> [TASK SET]:
• 1. In the post on pharma sales representatives, whose responsibility is the agenda setting process?
• 2. Translate this sentence from the post on pharma sales representatives into Spanish: "A great sales rep prepares the visit by collecting all available information, distilling it and choosing the right call strategy."
• 3. Reproduce the part of the post on pharma sales representatives that begins at the words "There are two" and stops after the words "right call strategy.".

> [PASSAGE FOR REVIEW]:
····················

There are many qualities a great sales representative should posses. From my experience in pharma industry, there are 5 qualities which have a great impact, but are most of the time overlooked:
Involves the manager in setting the agenda
Agenda setting process is a responsibility of the field sales manager, but a good sales representative is proactive in involving his/her manager as early as possible in the activity. He should share the reasoning behind his customer selection, why he chooses to visit some customers earlier, others late and some of them only if needed.
There are two main advantages for this approach:
- getting initial feedback. In fast paced industries, what was true yesterday is not necessarily true today. But involving the manager early in the process, the sales rep can receive valuable feedback about subtle changes in the approach of the company
- two minds are better than one. By sharing the assumptions, which customers does he plan to visit at the beginning of the cycle, which later and which on a need basis, the sales rep is testing and clarifying his approach.
Is well prepared, but fine-tunes the tactics in front of the customer
A great sales rep prepares the visit by collecting all available information, distilling it and choosing the right call strategy.
But the information he/she gets when entering the pharmacy, seeing the shelfs, the customers, having the small talk with the staff makes the difference. A good sales rep is using it for starting the conversation from a common ground, and for fine-tunning his sales speech and proposal.
Starts with the needs of the discussion partner
At least for the first priority, the conversation between the sales rep and the pharmacist should start from an open question or from a category insight. Speaking about the challenges in a category means spraking the language of the pharmacist. Speaking about how amazing your new product is, means shouting “I am a seller”.
Builds a category message for the pharmacist
A good sales representative knows how to pack his brand/product objectives in messages that resonate with the needs of the pharmacist. And this is a key principle in category management. A pharmacist is willing to sell more of your product if:
- it brings a specific advantage versus selling a competitor product
- it brings incremental sales
Otherwise, replacing a competitor product with your is a zero-sum game for the pharmacist.
Transforms the pharmacist in a brand ambassador
Just selling-in (stocking the pharmacist with the products) is not enough. The pharmacist needs support to sell-out the products. This includes help on visibility, but – most important – on how to recommend the products. What is key- and rarely achieved – is to help the pharmacist to recommend your products in a way that makes him/her feel good and fullfilled. The role of the pharmacist is to recommend and to help and nothing makes him/her feel better that knowing they made the right recommendation.

····················

> [THE DATA]:
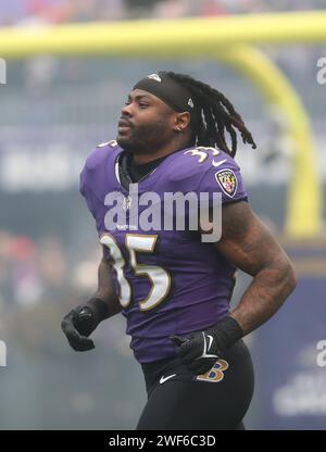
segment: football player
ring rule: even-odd
[[[116,141],[95,149],[82,172],[103,258],[98,290],[62,328],[74,350],[86,351],[100,322],[126,317],[148,391],[138,429],[242,429],[253,393],[242,338],[296,286],[288,256],[248,203],[234,160],[238,134],[255,148],[221,92],[188,75],[160,72],[134,86]],[[206,229],[191,226],[198,211],[193,215],[190,204],[166,212],[160,202],[166,193],[197,200],[208,193],[211,226],[216,194],[221,237],[203,240]],[[176,226],[180,218],[185,227]],[[230,312],[237,268],[253,279]]]

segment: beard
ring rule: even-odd
[[[147,154],[165,146],[170,139],[167,120],[160,118],[155,123],[128,127],[123,134],[117,135],[116,142],[125,151]]]

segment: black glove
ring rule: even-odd
[[[205,331],[187,337],[170,336],[170,339],[179,347],[178,356],[181,362],[196,375],[200,375],[210,371],[242,336],[243,330],[237,321],[227,316]]]
[[[95,343],[88,339],[88,336],[105,318],[105,303],[96,298],[89,300],[87,304],[73,309],[61,324],[71,347],[78,352],[95,349]]]

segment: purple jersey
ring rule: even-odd
[[[113,280],[127,321],[130,348],[140,363],[174,356],[170,335],[188,335],[216,324],[229,312],[236,267],[199,233],[131,228],[128,191],[118,176],[123,149],[98,147],[80,175],[80,192],[92,213],[101,243],[113,263]],[[214,148],[183,149],[168,155],[138,183],[138,197],[155,192],[221,193],[222,202],[247,200],[239,166]],[[129,221],[108,229],[108,193],[121,193]],[[138,206],[141,215],[146,206]],[[160,205],[160,210],[161,210]],[[135,212],[135,211],[134,211]],[[163,217],[163,215],[162,215]],[[163,222],[163,219],[162,219]],[[133,223],[133,222],[131,222]]]

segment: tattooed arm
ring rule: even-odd
[[[231,313],[247,335],[272,317],[294,289],[292,265],[244,201],[224,204],[222,238],[215,247],[229,262],[253,276]]]

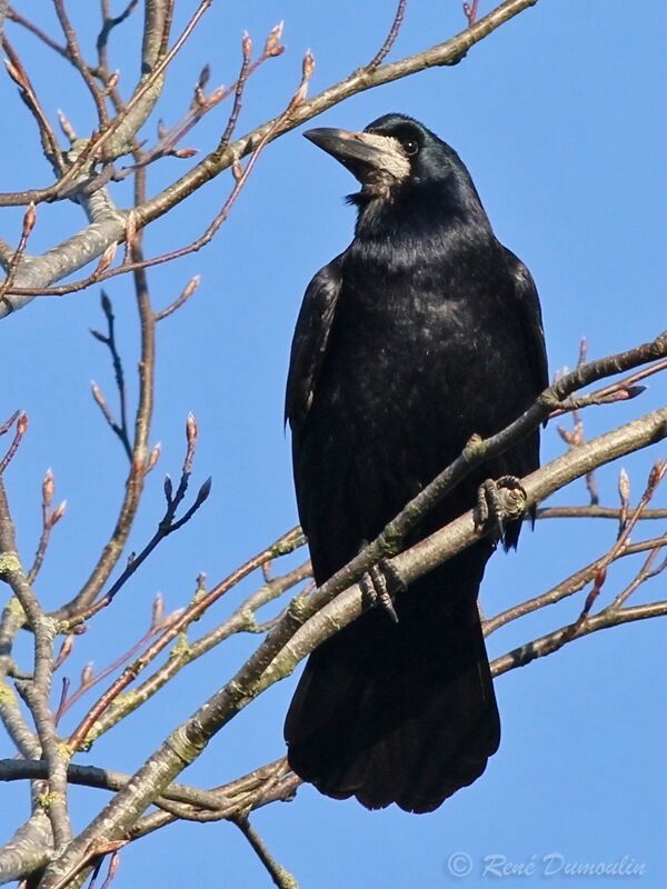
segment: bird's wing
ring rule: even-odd
[[[515,294],[517,298],[519,313],[524,321],[524,339],[528,352],[530,371],[535,382],[535,396],[537,396],[549,384],[549,370],[547,366],[547,348],[545,344],[545,331],[542,328],[541,309],[537,288],[532,276],[507,247],[504,248],[505,258],[515,281]]]
[[[285,396],[285,422],[289,420],[292,432],[306,420],[327,353],[342,281],[340,267],[341,257],[337,257],[320,269],[308,284],[301,303]]]

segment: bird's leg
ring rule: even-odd
[[[489,527],[495,540],[505,539],[505,520],[518,518],[526,508],[526,490],[516,476],[487,479],[477,491],[475,527]]]
[[[367,545],[365,545],[367,546]],[[359,581],[361,592],[371,605],[379,605],[395,623],[398,623],[398,615],[394,608],[392,595],[402,592],[406,583],[401,579],[396,568],[387,560],[380,559],[374,565],[370,571],[365,573]]]

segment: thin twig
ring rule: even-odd
[[[250,825],[248,818],[239,818],[235,821],[235,825],[241,831],[243,837],[246,837],[250,843],[250,847],[252,848],[252,851],[257,855],[261,863],[267,869],[273,886],[277,886],[279,889],[298,889],[299,885],[292,875],[286,870],[282,865],[279,865],[278,861],[276,861],[273,856],[269,852],[266,842]]]
[[[391,51],[391,47],[396,43],[396,38],[398,37],[398,32],[400,31],[400,26],[402,24],[402,20],[406,14],[406,7],[408,4],[408,0],[398,0],[398,7],[396,9],[396,14],[394,17],[394,21],[391,22],[391,28],[389,29],[389,33],[385,39],[385,42],[375,54],[375,57],[368,63],[368,69],[372,71],[375,68],[378,68],[387,58],[389,52]]]

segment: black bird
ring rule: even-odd
[[[421,123],[306,133],[360,181],[355,238],[310,282],[287,383],[299,516],[318,585],[451,462],[547,386],[540,307],[470,174]],[[538,467],[539,433],[474,472],[406,546]],[[520,522],[506,529],[516,547]],[[312,652],[285,726],[293,771],[367,808],[427,812],[475,781],[500,723],[477,610],[494,543],[410,585]]]

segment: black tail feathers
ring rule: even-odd
[[[452,601],[434,580],[399,597],[397,625],[372,610],[310,656],[285,737],[290,767],[322,793],[432,811],[498,749],[475,597]]]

····················

> [ANSWERS IN ORDER]:
• 1. It is the responsibility of the field sales manager.

• 2. Un gran representante de ventas prepara la visita recopilando toda la información disponible, destilándola y eligiendo la estrategia de visita adecuada.

• 3.
There are two main advantages for this approach:
- getting initial feedback. In fast paced industries, what was true yesterday is not necessarily true today. But involving the manager early in the process, the sales rep can receive valuable feedback about subtle changes in the approach of the company
- two minds are better than one. By sharing the assumptions, which customers does he plan to visit at the beginning of the cycle, which later and which on a need basis, the sales rep is testing and clarifying his approach.
Is well prepared, but fine-tunes the tactics in front of the customer
A great sales rep prepares the visit by collecting all available information, distilling it and choosing the right call strategy.